_Source document:_
Warren H. Johns is an instructor in religion at Columbia Union College, Takoma Park, Maryland.

 

ABRAHAM GOTTLOB WERNER, a most influential and persuasive geologist at the end of the eighteenth century, postulated that volcanic activity was the result of the burning of coal beds and melting of the nearby rocks. This conclusion was reached after a visit to a burned-out coal seam in Bohemia, and was afterwards taught as doctrine at the mining school of Freiberg, Ger many, where Werner was head. 1

Beginning in 1864, and over a period of some forty years, Ellen White has written several intriguing passages that trace volcanic activity to subterranean fires that have been fueled by burning coal beds. The unanswered question has been whether these passages have scientific confirmation. Since the time of their writing, oil wells have punctured the skin of the earth, both on land and at sea, like hypodermic needles. Many have penetrated coal seams. Why do we not have evidence for burning coal beds producing volcanoes? Why is there evidence of volcanic activity at Mount Fuji and Mount Pelee and not at Pittsburgh? Why have there been volcanic explosions at Krakatoa and Crater Lake and not in the mining district of Ruhr?

_Records shown:_
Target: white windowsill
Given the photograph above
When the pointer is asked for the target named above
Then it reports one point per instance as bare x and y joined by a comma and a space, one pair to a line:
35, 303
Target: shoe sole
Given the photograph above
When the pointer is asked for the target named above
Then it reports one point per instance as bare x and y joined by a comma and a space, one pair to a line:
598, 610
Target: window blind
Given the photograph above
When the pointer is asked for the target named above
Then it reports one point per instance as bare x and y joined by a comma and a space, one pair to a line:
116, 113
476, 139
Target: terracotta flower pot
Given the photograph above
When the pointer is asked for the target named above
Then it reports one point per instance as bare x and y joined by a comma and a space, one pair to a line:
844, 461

--

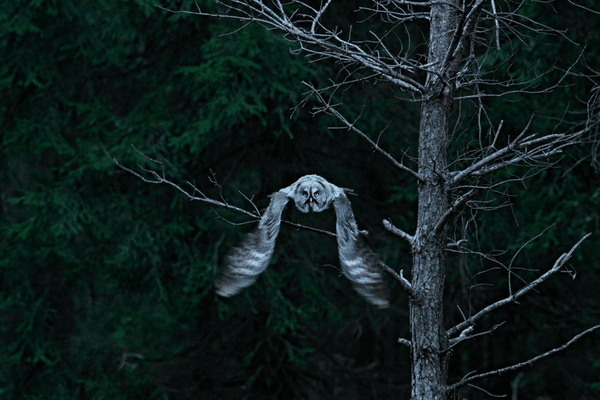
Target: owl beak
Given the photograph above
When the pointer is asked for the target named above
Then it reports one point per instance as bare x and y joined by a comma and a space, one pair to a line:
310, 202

_Requirements:_
• a. According to the text on volcanoes and coal beds, what visit led Werner to his conclusion about volcanic activity?
• b. Set down the stretch of the text on volcanoes and coal beds from "Beginning in 1864, and" through "district of Ruhr?".

_Answers to the problems:_
• a. A visit to a burned-out coal seam in Bohemia.

• b.
Beginning in 1864, and over a period of some forty years, Ellen White has written several intriguing passages that trace volcanic activity to subterranean fires that have been fueled by burning coal beds. The unanswered question has been whether these passages have scientific confirmation. Since the time of their writing, oil wells have punctured the skin of the earth, both on land and at sea, like hypodermic needles. Many have penetrated coal seams. Why do we not have evidence for burning coal beds producing volcanoes? Why is there evidence of volcanic activity at Mount Fuji and Mount Pelee and not at Pittsburgh? Why have there been volcanic explosions at Krakatoa and Crater Lake and not in the mining district of Ruhr?